PROMPT:
Please output the entries below from the line that contains "Reviewer note: confirm that each instance of the sky" through the final line, reproduced exactly and alone.

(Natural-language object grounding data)
::::

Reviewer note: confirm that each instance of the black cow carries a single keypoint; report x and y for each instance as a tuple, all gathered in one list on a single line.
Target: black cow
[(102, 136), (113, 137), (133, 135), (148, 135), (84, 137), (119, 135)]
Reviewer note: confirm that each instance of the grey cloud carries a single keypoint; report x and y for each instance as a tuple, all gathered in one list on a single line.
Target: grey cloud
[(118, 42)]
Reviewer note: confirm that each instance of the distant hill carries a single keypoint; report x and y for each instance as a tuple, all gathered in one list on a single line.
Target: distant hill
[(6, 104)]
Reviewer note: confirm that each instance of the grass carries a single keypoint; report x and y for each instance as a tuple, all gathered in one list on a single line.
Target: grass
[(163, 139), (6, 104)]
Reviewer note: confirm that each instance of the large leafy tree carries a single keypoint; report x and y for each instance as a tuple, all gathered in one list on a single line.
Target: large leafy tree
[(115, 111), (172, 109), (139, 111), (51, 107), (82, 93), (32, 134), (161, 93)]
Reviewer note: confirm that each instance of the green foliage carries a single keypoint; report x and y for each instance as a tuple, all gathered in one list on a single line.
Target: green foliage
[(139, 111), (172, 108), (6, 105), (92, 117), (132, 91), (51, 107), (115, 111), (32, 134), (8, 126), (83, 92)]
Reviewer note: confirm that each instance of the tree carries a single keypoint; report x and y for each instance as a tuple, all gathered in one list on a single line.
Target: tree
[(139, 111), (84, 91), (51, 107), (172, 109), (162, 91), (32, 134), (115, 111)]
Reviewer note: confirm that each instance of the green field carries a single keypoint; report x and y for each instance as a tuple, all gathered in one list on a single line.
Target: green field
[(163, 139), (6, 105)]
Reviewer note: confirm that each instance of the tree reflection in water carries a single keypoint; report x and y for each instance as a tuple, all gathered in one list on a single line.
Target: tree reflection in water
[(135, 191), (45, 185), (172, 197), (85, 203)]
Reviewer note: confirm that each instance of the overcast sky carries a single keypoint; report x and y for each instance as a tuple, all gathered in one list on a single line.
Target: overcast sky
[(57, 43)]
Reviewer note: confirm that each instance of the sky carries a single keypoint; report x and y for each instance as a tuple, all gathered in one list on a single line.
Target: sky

::::

WRITTEN ANSWER:
Reviewer note: confirm that each instance of the sky carries a single keypoint; report x and y for each instance as a tuple, all gathered in one list on a single line.
Target: sky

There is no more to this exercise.